## TEXTO CITADO
--

O desenvolvimento capitalista gera um grande potencial destrutivo que o coloca em uma posição negativa à natureza. O capitalismo ampliou a capacidade de destruição da humanidade e reduziu o bem-estar e a prosperidade desta. Entretanto, vivemos também na era da informação em tempo real, da globalização da economia, da realidade virtual, da quebra de fronteiras entre nações, da robótica e dos sistemas de produção automatizados.

Imagem 1:

Descrição da imagem: Em um fundo bege claro, aparece um planeta terra, em tons de verde, acima de uma mão rodada e com as unhas pintadas de verde. Estes são acompanhados de várias ilustrações em tons terrosos que fazem alusão à sustentabilidade, incluindo talheres de bambu, uma lâmpada e um ícone de material reciclável. Também é possível identificar duas nuvens no canto superior esquerdo e dois ramos de folhas que contornam o planeta Terra lateralmente.

--

## Registros de dados

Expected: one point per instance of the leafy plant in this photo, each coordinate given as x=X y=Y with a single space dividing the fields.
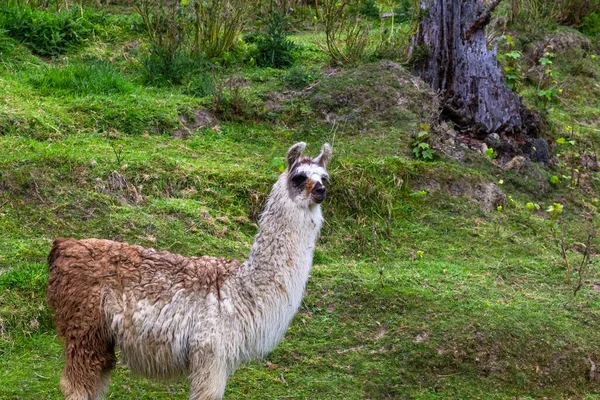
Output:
x=217 y=25
x=274 y=49
x=369 y=9
x=420 y=145
x=546 y=89
x=299 y=77
x=46 y=33
x=510 y=64
x=491 y=153
x=81 y=79
x=346 y=37
x=555 y=210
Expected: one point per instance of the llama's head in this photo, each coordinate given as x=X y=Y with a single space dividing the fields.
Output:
x=307 y=177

--

## ATIVIDADES PROPOSTAS
1 – Reproduza o trecho do texto sobre capitalismo e natureza de "O desenvolvimento capitalista" a "de produção automatizados.".
2 – Traduza para o inglês esta frase do texto sobre capitalismo e natureza: "O capitalismo ampliou a capacidade de destruição da humanidade e reduziu o bem-estar e a prosperidade desta."
3 – Escreva a continuação do texto sobre capitalismo e natureza, começando logo após a última frase apresentada.

## RESPOSTAS
1 –
O desenvolvimento capitalista gera um grande potencial destrutivo que o coloca em uma posição negativa à natureza. O capitalismo ampliou a capacidade de destruição da humanidade e reduziu o bem-estar e a prosperidade desta. Entretanto, vivemos também na era da informação em tempo real, da globalização da economia, da realidade virtual, da quebra de fronteiras entre nações, da robótica e dos sistemas de produção automatizados.

2 – Capitalism has expanded humanity's capacity for destruction and has reduced its well-being and prosperity.

3 –
O cenário está dado: globalização provocada pelo avanço da revolução tecnológica, caracterizada pela internacionalização da produção e pela expansão dos fluxos financeiros; regionalização caracterizada pela formação de blocos econômicos; fragmentação que divide globalizadores e globalizados, centro e periferia, os que morrem de fome e os que morrem pelo consumo excessivo de alimentos, rivalidades regionais, confrontos políticos, étnicos e confessionais, terrorismo (GADOTTI, 2001, p. 82, grifo do autor).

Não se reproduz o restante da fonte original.